Lídice vende las copas de su marca en ferias que organizan centros culturales como La Estafeta en Caracas y así, poco a poco, ha ido aumentando sus seguidoras. Suele vender unas 10 copas a la semana, que envía por todo el país, y cerca de 30 chicas a la semana la contactan para consultarle todo tipo de dudas, algunas hasta del tipo de ‘si la copa no me impedirá orinar bien’.
Lídice es pionera en Venezuela. En su almacén le quedan unos cuantos cientos de copas de las 5.000 que trajo de China hace tres años, cuando estaba haciendo turismo por el país con su marido. Aún no se ha visto en la necesidad de importar más copas, pero reconoce que le preocupa el momento en el que tenga que hacerlo “por las dificultades que impone el bloqueo a Venezuela”. Su plan es traer sus candycup a través de AliExpress, el Amazon chino. Venezuela y China tienen múltiples convenios económicos y el gigante asiático se ha convertido en uno de los principales aliados de Nicolás Maduro en estos tiempos. Lídice vende sus copas a 10 o 15 dólares, “dependiendo del estrato social de la mujer que me las compre”.

LISTADO PROPORCIONADO:
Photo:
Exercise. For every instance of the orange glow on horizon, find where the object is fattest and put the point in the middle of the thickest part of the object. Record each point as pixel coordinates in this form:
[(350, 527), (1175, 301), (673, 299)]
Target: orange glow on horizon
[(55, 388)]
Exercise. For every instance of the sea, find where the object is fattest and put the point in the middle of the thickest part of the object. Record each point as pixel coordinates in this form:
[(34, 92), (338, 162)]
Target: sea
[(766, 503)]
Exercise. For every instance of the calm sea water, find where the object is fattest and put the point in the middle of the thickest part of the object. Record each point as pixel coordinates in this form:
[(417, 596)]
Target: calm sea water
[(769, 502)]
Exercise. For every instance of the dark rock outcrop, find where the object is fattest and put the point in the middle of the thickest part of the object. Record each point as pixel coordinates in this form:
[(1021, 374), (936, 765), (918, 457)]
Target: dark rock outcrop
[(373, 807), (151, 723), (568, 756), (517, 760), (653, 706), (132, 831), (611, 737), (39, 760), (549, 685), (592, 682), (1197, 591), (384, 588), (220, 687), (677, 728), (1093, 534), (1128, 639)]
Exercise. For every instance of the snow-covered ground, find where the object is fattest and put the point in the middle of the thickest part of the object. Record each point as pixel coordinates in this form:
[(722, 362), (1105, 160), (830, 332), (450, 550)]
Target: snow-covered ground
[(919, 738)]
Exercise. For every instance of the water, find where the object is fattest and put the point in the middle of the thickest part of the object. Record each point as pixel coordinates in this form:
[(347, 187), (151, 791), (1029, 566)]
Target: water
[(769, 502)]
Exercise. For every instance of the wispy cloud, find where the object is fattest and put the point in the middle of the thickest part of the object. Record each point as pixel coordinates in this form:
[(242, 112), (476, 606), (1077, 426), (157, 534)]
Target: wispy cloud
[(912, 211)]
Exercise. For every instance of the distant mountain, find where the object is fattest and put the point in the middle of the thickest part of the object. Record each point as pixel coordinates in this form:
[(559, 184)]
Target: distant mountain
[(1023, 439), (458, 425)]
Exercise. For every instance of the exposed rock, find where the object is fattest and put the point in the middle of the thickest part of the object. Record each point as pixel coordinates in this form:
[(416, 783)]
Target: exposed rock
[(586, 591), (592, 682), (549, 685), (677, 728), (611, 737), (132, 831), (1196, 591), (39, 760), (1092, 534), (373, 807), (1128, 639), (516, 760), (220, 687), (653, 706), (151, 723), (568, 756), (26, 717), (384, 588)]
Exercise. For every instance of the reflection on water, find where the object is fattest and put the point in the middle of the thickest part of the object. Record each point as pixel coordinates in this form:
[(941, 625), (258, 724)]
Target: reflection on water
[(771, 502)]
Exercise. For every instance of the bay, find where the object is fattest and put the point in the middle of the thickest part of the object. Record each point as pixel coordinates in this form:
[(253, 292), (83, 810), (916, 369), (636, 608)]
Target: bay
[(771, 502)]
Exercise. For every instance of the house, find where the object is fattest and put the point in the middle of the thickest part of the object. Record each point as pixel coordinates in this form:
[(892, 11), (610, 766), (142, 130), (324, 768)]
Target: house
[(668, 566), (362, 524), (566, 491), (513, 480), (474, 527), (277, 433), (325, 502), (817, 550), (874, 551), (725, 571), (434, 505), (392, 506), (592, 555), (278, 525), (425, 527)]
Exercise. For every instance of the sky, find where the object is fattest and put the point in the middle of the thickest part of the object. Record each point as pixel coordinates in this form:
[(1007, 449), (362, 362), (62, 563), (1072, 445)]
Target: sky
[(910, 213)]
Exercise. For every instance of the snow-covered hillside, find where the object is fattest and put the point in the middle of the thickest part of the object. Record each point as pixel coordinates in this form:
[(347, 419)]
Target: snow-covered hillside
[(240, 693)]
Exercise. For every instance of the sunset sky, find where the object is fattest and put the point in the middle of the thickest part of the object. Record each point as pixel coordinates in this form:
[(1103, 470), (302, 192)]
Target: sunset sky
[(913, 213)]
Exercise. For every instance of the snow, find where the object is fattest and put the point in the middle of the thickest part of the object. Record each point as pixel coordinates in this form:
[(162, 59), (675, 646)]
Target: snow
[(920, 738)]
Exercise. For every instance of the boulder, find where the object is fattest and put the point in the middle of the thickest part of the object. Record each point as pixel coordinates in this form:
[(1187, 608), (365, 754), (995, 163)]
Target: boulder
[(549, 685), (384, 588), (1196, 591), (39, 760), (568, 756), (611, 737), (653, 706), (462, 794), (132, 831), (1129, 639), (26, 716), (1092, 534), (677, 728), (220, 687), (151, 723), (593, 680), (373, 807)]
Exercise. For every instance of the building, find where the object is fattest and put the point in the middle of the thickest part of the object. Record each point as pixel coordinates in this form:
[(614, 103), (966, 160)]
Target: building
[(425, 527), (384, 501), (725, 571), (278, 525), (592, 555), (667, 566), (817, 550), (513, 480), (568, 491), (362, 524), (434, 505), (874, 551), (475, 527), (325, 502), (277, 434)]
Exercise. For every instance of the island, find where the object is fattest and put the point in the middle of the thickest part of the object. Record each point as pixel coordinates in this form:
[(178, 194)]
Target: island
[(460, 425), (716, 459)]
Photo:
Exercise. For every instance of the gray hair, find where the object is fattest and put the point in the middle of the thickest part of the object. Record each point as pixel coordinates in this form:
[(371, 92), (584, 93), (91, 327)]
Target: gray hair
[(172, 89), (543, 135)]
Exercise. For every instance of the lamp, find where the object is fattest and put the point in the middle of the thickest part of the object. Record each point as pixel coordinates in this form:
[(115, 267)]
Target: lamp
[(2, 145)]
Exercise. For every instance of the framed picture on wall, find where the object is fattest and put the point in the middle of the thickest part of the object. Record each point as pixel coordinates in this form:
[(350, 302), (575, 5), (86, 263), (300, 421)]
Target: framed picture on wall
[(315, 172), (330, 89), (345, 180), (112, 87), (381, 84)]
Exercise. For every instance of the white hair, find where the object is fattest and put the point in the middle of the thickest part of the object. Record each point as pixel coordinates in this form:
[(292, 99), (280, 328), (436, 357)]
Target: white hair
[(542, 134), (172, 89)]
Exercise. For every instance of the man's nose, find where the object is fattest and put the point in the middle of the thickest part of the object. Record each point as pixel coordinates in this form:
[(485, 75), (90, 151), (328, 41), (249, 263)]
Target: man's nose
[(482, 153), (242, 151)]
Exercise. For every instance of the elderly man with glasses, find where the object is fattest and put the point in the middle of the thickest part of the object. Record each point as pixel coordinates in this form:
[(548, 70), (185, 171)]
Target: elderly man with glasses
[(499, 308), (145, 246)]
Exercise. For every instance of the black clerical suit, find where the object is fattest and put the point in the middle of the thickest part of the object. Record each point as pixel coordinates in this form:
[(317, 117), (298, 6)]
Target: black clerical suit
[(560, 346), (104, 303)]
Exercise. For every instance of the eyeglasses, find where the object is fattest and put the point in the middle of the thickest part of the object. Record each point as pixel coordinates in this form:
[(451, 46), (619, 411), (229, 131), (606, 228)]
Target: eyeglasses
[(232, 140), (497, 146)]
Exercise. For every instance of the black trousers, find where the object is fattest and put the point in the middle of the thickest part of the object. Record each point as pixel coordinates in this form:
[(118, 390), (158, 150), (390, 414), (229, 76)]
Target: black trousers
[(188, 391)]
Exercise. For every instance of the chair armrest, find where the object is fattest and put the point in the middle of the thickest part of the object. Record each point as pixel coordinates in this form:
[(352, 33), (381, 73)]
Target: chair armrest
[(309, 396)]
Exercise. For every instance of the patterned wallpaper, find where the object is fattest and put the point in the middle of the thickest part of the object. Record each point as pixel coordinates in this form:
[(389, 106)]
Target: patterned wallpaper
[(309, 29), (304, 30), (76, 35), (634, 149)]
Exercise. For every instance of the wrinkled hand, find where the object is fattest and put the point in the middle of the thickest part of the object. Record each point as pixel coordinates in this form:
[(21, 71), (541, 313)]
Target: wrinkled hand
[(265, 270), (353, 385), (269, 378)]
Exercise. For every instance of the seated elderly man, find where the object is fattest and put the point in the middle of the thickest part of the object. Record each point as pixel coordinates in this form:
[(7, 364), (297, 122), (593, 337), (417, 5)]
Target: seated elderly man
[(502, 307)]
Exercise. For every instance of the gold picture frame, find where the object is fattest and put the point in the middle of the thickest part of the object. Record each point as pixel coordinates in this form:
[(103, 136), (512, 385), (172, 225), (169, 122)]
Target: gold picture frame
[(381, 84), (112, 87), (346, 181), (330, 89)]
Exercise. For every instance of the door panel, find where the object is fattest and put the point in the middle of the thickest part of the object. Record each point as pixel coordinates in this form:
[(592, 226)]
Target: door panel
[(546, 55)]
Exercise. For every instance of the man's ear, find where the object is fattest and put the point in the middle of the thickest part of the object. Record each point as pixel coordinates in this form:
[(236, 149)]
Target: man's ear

TAREA A: Actualiza el texto sobre las copas de Lídice entre "Lídice vende las" y "impedirá orinar bien’.", ambos incluidos, cambiando "ferias" por "mercados".
TAREA B: Prosigue el texto sobre las copas de Lídice a partir de donde termina.
El listado no interviene en esto.

RESPUESTA ESCRITA A:
Lídice vende las copas de su marca en mercados que organizan centros culturales como La Estafeta en Caracas y así, poco a poco, ha ido aumentando sus seguidoras. Suele vender unas 10 copas a la semana, que envía por todo el país, y cerca de 30 chicas a la semana la contactan para consultarle todo tipo de dudas, algunas hasta del tipo de ‘si la copa no me impedirá orinar bien’.

RESPUESTA ESCRITA B:
En el mercado internacional, una copa menstrual cuesta, en promedio, una media de 25 dólares. Ella compró las suyas en China por un dólar y medio. Están certificadas. Lídice está pensando ampliar su mercado e importar unos esterilizadores de copas para vender un paquete a mujeres que quieran y puedan pagar más.
Menstruar en Venezuela parece una proeza. Esa sensación que muchas hemos sentido, la de andar buscando desesperadamente tampones o toallas de farmacia en farmacia, olvídenlo, esa sensación dejó de existir hace años en Venezuela. Si acaso se verán en un supermercado de cosas importadas (en su mayoría americanas) cerca de Las Mercedes, una de las zonas de clase alta en Caracas. En esa tienda se reciben dólares como método de pago, y venden cereales de colorines llenos de azúcar, tarros de salsa de tomate y mostaza marca HEINZ. Ahí, en alguna de esas estanterías, se venden tampones de marca Tampax, toda una excentricidad en esta época.
Lo que quedan son las toallas, que vienen y van, son un producto que se consigue cuando hay suerte. Como en este momento, que las están vendiendo en el Farmatodo, la cadena de farmacias más famosa del país, y en donde menos se encuentran medicamentos en este momento. Últimamente, las toallas se encuentran junto al deseado papel higiénico, casi con el mismo precio que este.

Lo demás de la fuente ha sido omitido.